▸ Problem
All of the data must be returned exactly as given.

[Start of Attachment]

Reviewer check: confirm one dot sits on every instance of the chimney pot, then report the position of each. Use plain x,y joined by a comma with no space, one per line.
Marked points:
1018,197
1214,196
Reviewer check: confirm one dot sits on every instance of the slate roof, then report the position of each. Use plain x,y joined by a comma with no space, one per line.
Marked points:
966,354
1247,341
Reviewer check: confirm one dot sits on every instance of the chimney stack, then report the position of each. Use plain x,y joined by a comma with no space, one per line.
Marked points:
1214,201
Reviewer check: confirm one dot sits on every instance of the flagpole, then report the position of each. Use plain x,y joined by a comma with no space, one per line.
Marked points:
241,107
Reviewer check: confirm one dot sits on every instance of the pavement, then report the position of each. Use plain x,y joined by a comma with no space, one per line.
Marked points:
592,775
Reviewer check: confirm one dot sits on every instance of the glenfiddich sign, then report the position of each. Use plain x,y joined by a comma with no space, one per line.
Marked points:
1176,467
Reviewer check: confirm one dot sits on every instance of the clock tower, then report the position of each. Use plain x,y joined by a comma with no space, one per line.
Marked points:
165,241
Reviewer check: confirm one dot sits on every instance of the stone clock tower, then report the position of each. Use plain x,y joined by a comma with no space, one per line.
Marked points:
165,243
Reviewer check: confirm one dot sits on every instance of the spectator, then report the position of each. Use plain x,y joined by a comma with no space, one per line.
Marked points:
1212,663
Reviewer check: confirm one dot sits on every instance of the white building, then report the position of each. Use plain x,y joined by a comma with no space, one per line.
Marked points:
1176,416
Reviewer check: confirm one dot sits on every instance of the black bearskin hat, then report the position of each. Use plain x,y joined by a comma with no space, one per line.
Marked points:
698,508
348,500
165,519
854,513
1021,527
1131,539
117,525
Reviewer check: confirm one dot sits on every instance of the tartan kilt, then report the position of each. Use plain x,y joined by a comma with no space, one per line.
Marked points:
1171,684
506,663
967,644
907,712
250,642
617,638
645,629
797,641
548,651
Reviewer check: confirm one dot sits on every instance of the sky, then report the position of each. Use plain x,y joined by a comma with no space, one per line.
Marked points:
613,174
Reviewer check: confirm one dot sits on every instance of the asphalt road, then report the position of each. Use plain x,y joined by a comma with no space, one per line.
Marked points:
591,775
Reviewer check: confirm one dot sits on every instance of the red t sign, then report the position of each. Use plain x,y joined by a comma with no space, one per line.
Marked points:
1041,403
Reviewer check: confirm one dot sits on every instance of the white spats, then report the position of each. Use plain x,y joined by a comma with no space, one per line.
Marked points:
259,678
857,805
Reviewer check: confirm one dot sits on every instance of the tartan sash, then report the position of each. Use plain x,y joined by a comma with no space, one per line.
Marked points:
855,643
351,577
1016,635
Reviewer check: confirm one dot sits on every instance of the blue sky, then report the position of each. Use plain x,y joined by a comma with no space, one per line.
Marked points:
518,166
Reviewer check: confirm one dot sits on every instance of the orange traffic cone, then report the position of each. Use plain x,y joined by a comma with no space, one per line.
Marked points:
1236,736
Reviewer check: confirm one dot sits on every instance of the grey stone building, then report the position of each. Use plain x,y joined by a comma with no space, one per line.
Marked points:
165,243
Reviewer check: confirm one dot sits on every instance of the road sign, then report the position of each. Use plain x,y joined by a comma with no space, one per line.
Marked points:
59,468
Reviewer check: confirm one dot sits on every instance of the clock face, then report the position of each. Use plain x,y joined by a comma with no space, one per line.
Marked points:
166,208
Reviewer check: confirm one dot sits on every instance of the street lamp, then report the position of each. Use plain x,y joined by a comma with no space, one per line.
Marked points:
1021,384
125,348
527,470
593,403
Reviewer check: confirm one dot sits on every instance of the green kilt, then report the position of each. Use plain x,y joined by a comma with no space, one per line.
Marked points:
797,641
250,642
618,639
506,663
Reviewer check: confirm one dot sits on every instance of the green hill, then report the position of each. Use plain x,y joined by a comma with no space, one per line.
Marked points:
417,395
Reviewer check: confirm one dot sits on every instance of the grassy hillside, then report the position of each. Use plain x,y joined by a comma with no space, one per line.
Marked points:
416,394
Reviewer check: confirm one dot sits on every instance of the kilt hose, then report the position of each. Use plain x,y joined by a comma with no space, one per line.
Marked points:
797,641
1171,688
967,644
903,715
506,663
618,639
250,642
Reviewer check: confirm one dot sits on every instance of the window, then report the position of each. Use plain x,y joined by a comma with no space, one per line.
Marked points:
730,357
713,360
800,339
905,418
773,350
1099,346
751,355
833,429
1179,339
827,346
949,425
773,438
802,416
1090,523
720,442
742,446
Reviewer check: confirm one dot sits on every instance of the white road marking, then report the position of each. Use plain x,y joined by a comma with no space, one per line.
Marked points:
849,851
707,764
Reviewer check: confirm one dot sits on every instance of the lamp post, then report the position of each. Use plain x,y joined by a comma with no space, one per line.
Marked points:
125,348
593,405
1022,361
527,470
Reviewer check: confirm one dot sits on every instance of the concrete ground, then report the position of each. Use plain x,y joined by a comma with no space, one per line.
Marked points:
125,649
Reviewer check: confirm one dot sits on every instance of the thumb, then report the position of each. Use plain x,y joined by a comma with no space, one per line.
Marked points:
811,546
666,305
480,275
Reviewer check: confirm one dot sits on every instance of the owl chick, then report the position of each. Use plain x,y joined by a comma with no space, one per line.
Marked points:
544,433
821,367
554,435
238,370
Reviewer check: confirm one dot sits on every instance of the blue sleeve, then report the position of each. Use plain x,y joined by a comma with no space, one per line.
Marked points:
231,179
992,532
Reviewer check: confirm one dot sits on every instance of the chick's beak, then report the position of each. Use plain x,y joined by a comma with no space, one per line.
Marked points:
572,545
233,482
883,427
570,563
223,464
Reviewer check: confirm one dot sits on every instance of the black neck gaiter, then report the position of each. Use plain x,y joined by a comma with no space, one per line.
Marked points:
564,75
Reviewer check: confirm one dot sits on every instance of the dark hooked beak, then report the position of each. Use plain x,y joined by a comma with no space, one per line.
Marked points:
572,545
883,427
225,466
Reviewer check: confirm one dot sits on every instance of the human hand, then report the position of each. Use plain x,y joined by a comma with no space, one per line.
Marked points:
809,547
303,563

[End of Attachment]

▸ Response to the exercise
Reviewer check: confirm one dot sits on every instance of the chimney pot, then report the position of each. Use plain x,y joined by a comma with no space, one per line.
Marked points:
1018,197
1214,196
Reviewer check: confirm one dot sits on every instance of the slate roof, then report the position of each. Use plain x,y joined by a comma with no space, one per line.
Marked points:
966,354
1247,341
Reviewer check: confirm one dot sits on every instance of the chimney stack, then report the position of each. Use plain x,y joined by a comma with no space, one per line.
Marked points:
1214,201
Reviewer check: confirm one dot sits on every instance of the flagpole, then report the position of each. Use plain x,y joined by a comma with no space, one per line.
Marked points:
241,107
Reviewer check: confirm one dot sits on every instance of the pavement, then report the position of each. Use plain x,y joined by a comma with no space, one per line.
Marked points:
592,775
Reviewer check: confirm one dot sits on every instance of the glenfiddich sign, then report the position of each. Use plain x,y joined by a comma with no space, one per line.
Marked points:
1176,467
Reviewer check: confirm one dot sits on every instance of the clock tower, then report the position of each. Use plain x,y joined by a comma with no space, one per line.
Marked points:
165,241
Reviewer check: confirm one dot sits on every instance of the stone clock tower, then report the position of each. Use plain x,y joined by a comma with no space, one per line.
Marked points:
165,243
Reviewer check: confirm one dot sits on every instance of the spectator, then report the position of each. Use plain x,y joined by a comma with no space, one per line.
Marked points:
1212,663
Reviewer check: confirm one dot sits on every instance of the white building, then report the position of each. Use plain x,y joined by a comma with no space, one per line.
Marked points:
1176,416
Reviewer check: confirm one dot sits on every instance of the black bearskin hat, then report the position of each. Use plain x,y joined by a comma with no space, one per line.
Marked points:
698,508
348,500
165,519
854,513
1021,527
1131,539
117,525
Reviewer check: confirm one dot sits on every instance of the tartan kilt, then report the position of each. Use plain x,y joined by a comma with no space, one per line.
Marked points:
1171,684
506,663
967,644
907,712
250,642
617,638
645,629
797,641
548,651
Reviewer check: confirm one dot sits on every instance of the sky, then report the position of each. Use plain x,y joined by a comma with no space, one per line.
Marked points:
613,174
Reviewer check: confirm one dot sits on every instance of the asphalt road, then report the position of each. Use plain x,y joined by a comma with no space, one per line.
Marked points:
591,775
Reviewer check: confirm one dot sits on every instance of the red t sign, then report the position of each. Use plain x,y joined by a comma with no space, one per line.
Marked points:
1041,403
Reviewer check: confirm one dot sits on every instance of the white spats, then report the position of each. Use plain x,y joined by a comma with no space, one per line.
Marked points:
259,678
857,805
Reviewer check: confirm one dot sits on every instance of the tartan sash, then report the position of each. Use plain x,y joined by a comma with no space, one per line.
Marked points:
855,643
351,577
1016,635
Reviewer check: confirm one dot sits on every instance of the blue sky, then report the position of each. Use plain x,y joined by a comma with no space, one per line.
Marked points:
518,166
Reviewer check: confirm one dot sits on every instance of the orange traffic cone, then report the position of each. Use plain x,y joined by a comma with no space, one per line.
Marked points:
1236,736
Reviewer check: confirm one dot sits on every instance of the grey stone building, then report the position of each. Use plain x,y joined by a comma with no space, one per line.
Marked points:
165,243
Reviewer check: confirm one dot sits on every instance of the road sign, then report the position of each. Use plain x,y joined by a comma with no space, one per line.
Marked points:
59,468
Reviewer check: confirm one dot sits on every instance of the clock face, then report the position of each. Use plain x,y joined by a comma with no space, one per line.
Marked points:
166,208
Reviewer check: confirm one dot sits on every instance of the street lamp, then report the position of each. Use plain x,y joined by a comma with no space, one per line.
Marked points:
1021,384
125,348
527,470
593,403
Reviewer check: confirm one dot sits on every instance of the green kilt, then report the position of each. Use plain x,y joined by a comma with no space, one per line.
Marked points:
797,641
250,642
618,639
506,663
Reviewer check: confirm one dot sits on every instance of the green hill, then report the position of each. Use plain x,y joined by a comma with no space, one per line.
Marked points:
417,395
Reviewer check: confirm one dot sits on every instance of the grassy hillside, then report the position of each. Use plain x,y joined by a comma with no space, one per line.
Marked points:
416,394
Reviewer check: confirm one dot sits on every instance of the kilt hose, then report the position of each. Use plain x,y joined by a comma with no space, one per line.
Marked points:
797,641
1171,688
967,644
903,715
506,663
618,639
250,642
Reviewer check: confirm one dot sits on every instance of the window, then report the position of each. Use plain x,y joined by a comma with no space, one per line.
Marked points:
730,357
713,360
800,339
905,418
773,350
1099,346
751,355
833,429
1179,339
827,346
949,425
773,438
802,416
1090,523
720,442
742,446
Reviewer check: confirm one dot sits on every instance of the white road marking, then report the position of each. Use plain x,y joined by a comma with no space, one per line.
Marked points:
849,851
707,764
Reviewer check: confirm one dot sits on every instance of the lamp post, then report the position of each. Use plain x,y joined by a comma with no space, one per line.
Marked points:
125,348
593,405
1022,361
527,470
Reviewer check: confirm one dot sits on every instance of the concrete ground, then report the position of each. Use plain x,y joined by a comma with no space, one per line.
Marked points:
125,649
Reviewer check: confirm one dot sits on every instance of the thumb, then report the position of each. Use plain x,y joined by a comma with no space, one per line.
Marked points:
811,546
666,305
480,275
Reviewer check: confirm one dot sits on every instance of the owl chick, then report the position of each. Use plain x,y joined by a comma with no space, one per line.
Marked points:
544,433
821,367
554,435
238,370
Reviewer check: confirm one dot sits on every instance of the blue sleeve, then report the position of each. Use plain x,y joined by a comma with no space, one per line.
Marked points:
231,179
992,532
Reviewer check: confirm one dot sits on every instance of the chick's beak, then report the position of each. Use plain x,y joined by a comma with no space, one per line.
Marked points:
572,545
233,482
883,427
570,563
223,464
Reviewer check: confirm one dot sits on every instance of the black neck gaiter, then report the position of each. Use plain x,y joined by a comma with no space, one per line.
Marked points:
564,75
Reviewer check: confirm one dot sits on every instance of the dark hooked beak, then report the position of each. Use plain x,y joined by a comma with no space, one per line.
Marked points:
572,545
883,427
225,466
Reviewer check: confirm one dot sits on every instance of the human hand, then report the position of each. Use plain x,y joined by a comma with no space, one per line.
Marked points:
809,547
303,563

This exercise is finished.